> _TASK PROMPT_
Reproduce each of the following lines verbatim, without altering any character.

+---+

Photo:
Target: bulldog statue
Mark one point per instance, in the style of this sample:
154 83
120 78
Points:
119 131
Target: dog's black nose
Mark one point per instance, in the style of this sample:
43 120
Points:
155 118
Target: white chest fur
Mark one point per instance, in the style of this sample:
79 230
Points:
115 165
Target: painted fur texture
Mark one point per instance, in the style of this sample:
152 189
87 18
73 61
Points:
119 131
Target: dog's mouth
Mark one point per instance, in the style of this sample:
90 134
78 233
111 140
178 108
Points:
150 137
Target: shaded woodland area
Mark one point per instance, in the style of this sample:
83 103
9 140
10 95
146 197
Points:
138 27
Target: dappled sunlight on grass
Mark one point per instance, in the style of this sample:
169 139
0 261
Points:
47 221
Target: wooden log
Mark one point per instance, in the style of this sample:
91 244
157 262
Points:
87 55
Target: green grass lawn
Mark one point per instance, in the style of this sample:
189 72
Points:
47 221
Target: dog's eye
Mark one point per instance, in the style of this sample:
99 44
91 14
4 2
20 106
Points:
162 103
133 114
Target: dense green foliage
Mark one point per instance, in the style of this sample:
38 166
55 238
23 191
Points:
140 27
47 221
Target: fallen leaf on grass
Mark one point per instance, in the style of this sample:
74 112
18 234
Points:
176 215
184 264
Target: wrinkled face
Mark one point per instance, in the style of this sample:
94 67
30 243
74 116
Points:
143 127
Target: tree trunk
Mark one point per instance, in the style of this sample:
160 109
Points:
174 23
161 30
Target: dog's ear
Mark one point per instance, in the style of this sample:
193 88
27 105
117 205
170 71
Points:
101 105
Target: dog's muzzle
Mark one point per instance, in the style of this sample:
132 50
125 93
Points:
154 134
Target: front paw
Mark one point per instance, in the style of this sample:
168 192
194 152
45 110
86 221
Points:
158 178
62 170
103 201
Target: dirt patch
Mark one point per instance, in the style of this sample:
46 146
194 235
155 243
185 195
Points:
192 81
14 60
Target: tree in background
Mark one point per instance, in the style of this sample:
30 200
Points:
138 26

+---+

> _EXERCISE OUTPUT_
Photo:
Target: bulldog statue
Mark one point per instance, in the style of this sample:
154 83
120 78
Points:
119 131
Target: dog's black nose
Mark one point per instance, in the style of this sample:
43 120
Points:
155 118
Target: white chest fur
Mark one point per instance, in the style of this sample:
79 230
Points:
115 165
Target: painted fur texture
Mark one point per instance, in the style of this sample:
152 189
87 18
73 61
Points:
119 131
Target: dog's mouth
Mark one point per instance, in the style of this sample:
90 134
78 233
111 140
178 108
Points:
150 137
Target: shaded woodland area
Mark one point per instance, in the style of this sample:
83 103
9 140
10 95
146 197
Points:
138 27
Target: dappled sunlight on grass
Mark one point per instance, in the style of this sample:
169 139
0 261
Points:
47 221
Target: wooden log
Mark one point per instance, in the style of this sample:
91 244
157 262
Points:
87 55
Target: green grass lawn
Mark one point per instance, in the style of this sample:
189 72
Points:
47 221
Target: dog's eye
Mark one point per instance, in the style of this sample:
99 44
91 14
4 2
20 106
Points:
162 103
133 114
Target: dense green foliage
Mark one point per instance, in the style of this sample:
38 166
55 238
23 191
Points:
140 27
47 221
Target: fallen leaf on grass
Mark one point per instance, in the style of this sample:
74 112
18 234
Points:
176 215
184 264
Target: wrinkled face
Mark one point per instance, in the style of this sample:
94 67
30 243
74 116
Points:
143 127
Target: tree trunk
Mark one point per instance, in the style of this sample:
160 109
Points:
174 23
161 30
Target: dog's ear
Mark one point per instance, in the style of this sample:
193 88
27 105
117 205
170 71
Points:
101 105
Target: dog's muzzle
Mark one point per instance, in the style of this sample:
132 50
125 93
Points:
154 134
Target: front paw
Mark one point per instance, in the style of this sample:
168 192
194 152
45 110
86 221
Points:
158 178
62 170
103 201
Target: dirt patch
Mark one point per instance, in the style of this sample:
46 146
194 235
155 243
185 195
Points:
192 81
14 60
Target: tree in background
Mark one point per instance, in the style of this sample:
30 200
Points:
138 26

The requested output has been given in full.